Task statement
Copy verbatim the part of the records below that opens with the line containing "# locate spectator in" and runs through the end of the records, including both ends.

-- START OF Given data --

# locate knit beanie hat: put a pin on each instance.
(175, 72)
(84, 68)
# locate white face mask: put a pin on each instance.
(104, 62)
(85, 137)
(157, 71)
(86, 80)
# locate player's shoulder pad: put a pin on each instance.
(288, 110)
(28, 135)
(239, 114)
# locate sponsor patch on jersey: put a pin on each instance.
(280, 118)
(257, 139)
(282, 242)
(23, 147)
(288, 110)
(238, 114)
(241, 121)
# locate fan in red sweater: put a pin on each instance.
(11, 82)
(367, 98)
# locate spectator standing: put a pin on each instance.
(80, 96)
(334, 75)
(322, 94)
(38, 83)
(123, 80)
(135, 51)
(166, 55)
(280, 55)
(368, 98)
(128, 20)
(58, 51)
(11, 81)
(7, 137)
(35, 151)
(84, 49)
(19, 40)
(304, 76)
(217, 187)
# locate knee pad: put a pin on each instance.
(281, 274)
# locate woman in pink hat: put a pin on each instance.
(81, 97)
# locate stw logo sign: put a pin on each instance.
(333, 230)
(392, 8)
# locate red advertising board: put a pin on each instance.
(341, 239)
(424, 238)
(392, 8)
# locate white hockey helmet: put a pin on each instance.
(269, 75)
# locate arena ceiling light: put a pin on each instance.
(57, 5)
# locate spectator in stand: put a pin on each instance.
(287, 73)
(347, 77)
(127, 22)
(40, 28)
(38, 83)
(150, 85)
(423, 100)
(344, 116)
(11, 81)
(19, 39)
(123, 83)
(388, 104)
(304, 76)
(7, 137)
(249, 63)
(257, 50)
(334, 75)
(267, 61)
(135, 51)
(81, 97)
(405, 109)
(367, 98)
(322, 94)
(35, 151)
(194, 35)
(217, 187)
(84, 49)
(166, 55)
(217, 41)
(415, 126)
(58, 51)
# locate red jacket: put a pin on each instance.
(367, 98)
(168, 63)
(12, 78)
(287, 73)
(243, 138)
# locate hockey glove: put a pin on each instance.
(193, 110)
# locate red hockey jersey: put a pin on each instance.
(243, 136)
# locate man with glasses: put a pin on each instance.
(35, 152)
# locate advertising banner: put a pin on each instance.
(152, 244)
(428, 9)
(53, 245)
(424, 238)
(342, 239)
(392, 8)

-- END OF Given data --

Solution to this exercise
# locate spectator in stand: put a pin on each instance.
(287, 73)
(347, 77)
(127, 22)
(40, 28)
(38, 83)
(150, 85)
(423, 100)
(344, 116)
(11, 81)
(19, 39)
(123, 83)
(388, 104)
(304, 76)
(7, 137)
(249, 63)
(257, 50)
(334, 75)
(267, 61)
(135, 51)
(81, 97)
(405, 109)
(367, 98)
(322, 94)
(35, 151)
(194, 35)
(217, 187)
(84, 49)
(166, 55)
(217, 41)
(415, 126)
(58, 51)
# locate red jacket: put a pin on each instance.
(367, 98)
(168, 63)
(12, 78)
(287, 73)
(243, 138)
# locate hockey glove: put a pin on each instance.
(193, 110)
# locate red hockey jersey: put a pin on each instance.
(243, 136)
# locate man with glasses: put a pin on each instance.
(35, 152)
# locate advertising banner: put a pin on each instance.
(152, 244)
(428, 9)
(53, 245)
(424, 238)
(342, 239)
(392, 8)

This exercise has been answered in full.